## Directions for this task
Return word for word every line of the records below, from the line holding "Target: woman's pale face" through the last line of the records, with both ends included.

## Extracted records

>> BEGIN

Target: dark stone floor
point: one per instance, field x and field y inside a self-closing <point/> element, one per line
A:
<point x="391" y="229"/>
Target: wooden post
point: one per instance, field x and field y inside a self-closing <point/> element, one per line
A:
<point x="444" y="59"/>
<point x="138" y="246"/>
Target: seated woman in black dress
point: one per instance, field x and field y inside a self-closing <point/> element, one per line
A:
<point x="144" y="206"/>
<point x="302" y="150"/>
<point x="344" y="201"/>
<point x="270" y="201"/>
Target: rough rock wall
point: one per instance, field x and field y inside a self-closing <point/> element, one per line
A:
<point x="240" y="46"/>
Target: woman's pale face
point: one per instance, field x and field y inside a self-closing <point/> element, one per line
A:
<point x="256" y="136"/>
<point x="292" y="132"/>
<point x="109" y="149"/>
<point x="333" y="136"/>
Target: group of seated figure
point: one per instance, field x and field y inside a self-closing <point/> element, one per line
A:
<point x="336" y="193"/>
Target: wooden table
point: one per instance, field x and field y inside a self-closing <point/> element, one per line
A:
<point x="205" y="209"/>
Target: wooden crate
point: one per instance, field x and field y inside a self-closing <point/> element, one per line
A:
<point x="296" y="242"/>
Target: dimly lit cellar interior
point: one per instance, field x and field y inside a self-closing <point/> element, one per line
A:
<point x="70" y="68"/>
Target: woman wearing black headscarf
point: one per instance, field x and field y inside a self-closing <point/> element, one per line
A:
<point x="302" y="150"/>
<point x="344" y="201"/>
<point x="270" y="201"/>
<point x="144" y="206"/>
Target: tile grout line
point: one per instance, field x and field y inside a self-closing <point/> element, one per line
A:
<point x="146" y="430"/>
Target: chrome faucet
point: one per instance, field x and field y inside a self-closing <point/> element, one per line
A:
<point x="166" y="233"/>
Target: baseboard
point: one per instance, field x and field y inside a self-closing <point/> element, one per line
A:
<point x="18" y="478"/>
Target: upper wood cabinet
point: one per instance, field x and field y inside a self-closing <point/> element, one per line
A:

>> END

## Output for this exercise
Target: woman's pale face
point: one per instance, field x and field y inside a self-closing <point/> element, one per line
A:
<point x="256" y="136"/>
<point x="292" y="132"/>
<point x="109" y="149"/>
<point x="333" y="136"/>
Target: group of seated figure
point: one per instance, field x and field y inside a self-closing <point/> element, one per line
A:
<point x="336" y="193"/>
Target: wooden table
point: one per instance, field x and field y inside a self-closing <point/> element, one per line
A:
<point x="205" y="209"/>
Target: wooden crate
point: one per instance, field x and field y inside a self-closing <point/> element, one per line
A:
<point x="296" y="242"/>
Target: dimly lit cellar interior
point: one per instance, field x and field y inside a self-closing <point/> element, one per line
A:
<point x="70" y="68"/>
Target: woman wearing black headscarf
point: one per instance, field x and field y inside a self-closing <point/> element, one per line
A:
<point x="302" y="150"/>
<point x="344" y="201"/>
<point x="270" y="201"/>
<point x="144" y="206"/>
Target: tile grout line
point: one per instance, field x and field y inside a self-closing <point/> element, one per line
A:
<point x="146" y="430"/>
Target: chrome faucet
point: one per instance, field x and field y inside a self-closing <point/> element, one per line
A:
<point x="166" y="233"/>
Target: baseboard
point: one per instance, field x and field y inside a self-closing <point/> element, one per line
A:
<point x="18" y="478"/>
Target: upper wood cabinet
point: one per instance, field x and field y inside a self-closing <point/> element, one per line
A:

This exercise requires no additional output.